*Exercise directions*:
Extend the passage on designing athletic fueling stations, picking up right after its final sentence.

*Passage*:
Ordering based on type of available storage also comes into play, according to Bennett. "The other thing that's tricky is we have to think about what we order that's refrigerated versus what's shelf-stable, so we have to make decisions on what type of milk we order," he says. "If we order small single servings of milk, generally we try to do those shelf-stable, so they have a longer expiration date and we can store them on a rack. If we did milk cartons like you had in school, those take up a lot more space, and you have to have them in a refrigerator. They expire quickly. So you have to make those judgment calls based on what kind of storage you have, and really you have to designate your storage based on what's popular in your fueling station."
Infrastructure and amenities
A space will need adequate plumbing and power to manage the equipment within it. Many fueling stations will feature a three-sink setup, perhaps with rotating brushes and an overhead spray nozzle, for sanitary washing of smoothie-blending components and other dishware, as well as a garbage disposal. Some operations will have onsite domestic-grade dishwashers, while others may opt to cart dishes to a nearby kitchen for industrial washing in a fraction of the time. Another product appearing in training table kitchens is the ORCA Digester, which uses microorganisms to eliminate food waste and divert it from landfills.
A station may feature more than one type of refrigerator — from glass-fronted coolers containing premade energy drinks or grab-and-go snacks to commercial-grade stainless steel fridges and on down to mini-fridges. Freezing capabilities are a plus for the storage of various fruit options for smoothie blending. The blenders themselves may be integrated, allowing the jar portion to be set into motor mechanisms at counter level for an uncluttered look and easier cleanup.
A fueling station may even include the type of roll-down locking door to secure certain parts of the area during unstaffed hours while still offering access to some snack options. TV monitors may be specified to provide daily menu suggestions and other refueling tips.

*Raw data*:

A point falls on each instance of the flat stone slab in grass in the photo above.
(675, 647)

*Final result*:
On a larger scale, training table kitchens can resemble a restaurant's back-of-house in terms of preparation and cooktop square footage, as well as cubic footage in terms of refrigeration. Some schools have even dedicated space to teaching kitchens, where student-athletes can learn to prepare nutritious food for themselves.
"In addition to all the demands in terms of engaging these athletes, these culturally diverse rosters, over three to five years, multiple meals per day and multiple days per week, we have a volume issue. We have a lot of people going through there," says Nebraska's Ellis, who oversees the service of 1,600 to 1,800 meals per day, more than any restaurant in Lincoln. "If you don't have enough of a kitchen to pull off fresh production, you cook it all at 10 o'clock in the morning and stick it in a hotbox. By the last hour or two, you can bounce the meal off the floor. The athletes will fatigue of that, and they don't deserve that."
Most serveries in training table areas resemble the standard chow line, with hot and cold wells filled with various selections, but special touches can make the experience all the more palatable.
At LSU, which opened its state-of-the-art Football Operations and Performance Nutrition Center last summer, executive chef Mike Johnson presents food in ways more akin to a resort setting. "Just the other day for lunch we had a charcuterie board laid out on one of the islands in the dining hall," Bennett says. "Kids could walk up and there was an array of different types of cheeses and cured meats and jams and jellies and fig preserves and candied nuts. You feel like you're at a hotel and there's an event going on. I've had two or three different people walk up to me and be like, 'Am I underdressed for this? Feels like a restaurant.' "
It's a testament to how far student-athlete feeding has come over the past half-dozen years.
"I've been at many different schools," says Bennett, who's made professional stops at such powerhouses as Texas, Michigan and Georgia, "and this is hands down the best dining hall that I've seen. Our nutritionists and administrators really did their due diligence. They did a lot of research. They traveled to a lot of schools throughout the country, and they asked the right questions. So when they designed this place, there was a lot of thought put into it — and it shows. When you walk in, everything flows. Everything is right where you would think it would be. It's a very intuitive place. It welcomes you in and you feel at home. It's awesome that way."
Are such culinary bragging rights the new campus arms race? There's no question that nutritional infrastructure has taken its rightful place on recruiting tours — as good an indication as any that young prospects will be properly cared for on the campus in question. Beyond that, not much rivalry exists among nutritionists themselves, says University of Wisconsin director of sports nutrition Nick Aures.
"With some schools, there's a little bit of gamesmanship," Aures admits, adding, "In the Big Ten, we all talk. When we travel to other schools, we all make sure to try to meet. We're trying to learn everybody's operation. Each location is so different, so you're really trying to understand different layouts, different ideas, and enhance anywhere you can."
On a far-reaching athletics campus dotted with 17 often sport-specific fueling stations, Aures is always looking to enhance.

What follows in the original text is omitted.